Work instructions: Drop the images; return everything else in the listing below exactly.
Top of Provided entries
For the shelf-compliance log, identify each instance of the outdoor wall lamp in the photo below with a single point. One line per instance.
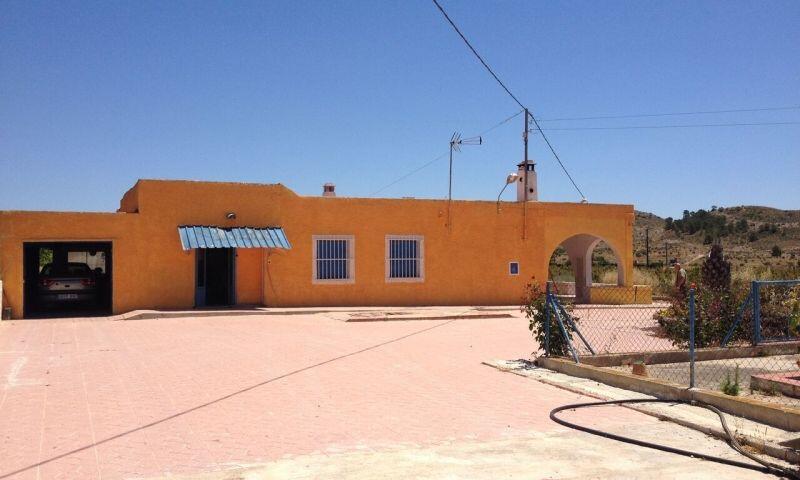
(511, 178)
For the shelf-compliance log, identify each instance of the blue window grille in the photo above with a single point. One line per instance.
(333, 259)
(405, 258)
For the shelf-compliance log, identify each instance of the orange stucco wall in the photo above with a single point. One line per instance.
(464, 264)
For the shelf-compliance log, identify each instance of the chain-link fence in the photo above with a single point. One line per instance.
(743, 342)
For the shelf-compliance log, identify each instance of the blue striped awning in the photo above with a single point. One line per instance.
(199, 236)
Bottom of Provided entries
The answer:
For the shelf-compliance log, identify each instance of the outdoor wall lamp in the photo below with a single point. One line per instance.
(511, 178)
For the shelf-compliance log, identify each instance of the blue window grille in the photo above with a single point. One line per instance.
(333, 259)
(405, 258)
For the shelf-compliance log, identify each instance of the orange stucco wall in the photo above with a single point. One line per instance.
(464, 264)
For the shelf-compliance log, identify each instance of the chain-link fence in the photo above with a single point. One line per instance.
(743, 342)
For the shelf-compliance log, identify each instance of the blue striped awning in the photo above with a single point. One line per instance.
(199, 236)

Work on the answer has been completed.